## What to produce:
Give back each line of the entries below that contains the word "Pinpoint".

## Listing:
|---|

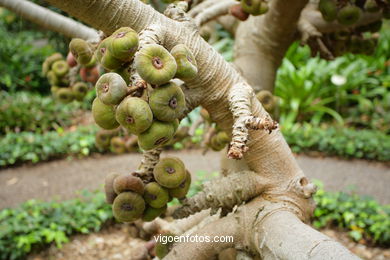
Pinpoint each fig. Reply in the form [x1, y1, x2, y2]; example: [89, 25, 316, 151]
[168, 171, 191, 199]
[92, 98, 119, 130]
[80, 67, 99, 84]
[149, 82, 186, 122]
[112, 191, 145, 222]
[104, 172, 120, 204]
[171, 44, 198, 81]
[135, 44, 177, 85]
[110, 136, 126, 154]
[337, 4, 361, 25]
[69, 38, 94, 65]
[153, 157, 186, 188]
[142, 205, 167, 221]
[56, 88, 74, 104]
[72, 81, 88, 101]
[144, 182, 169, 208]
[318, 0, 337, 22]
[116, 96, 153, 135]
[138, 121, 175, 151]
[256, 90, 276, 113]
[95, 72, 127, 105]
[241, 0, 268, 16]
[108, 27, 138, 62]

|---|

## Answer to the problem:
Pinpoint each fig. Reply in the form [x1, y1, x2, y2]; example: [89, 25, 316, 151]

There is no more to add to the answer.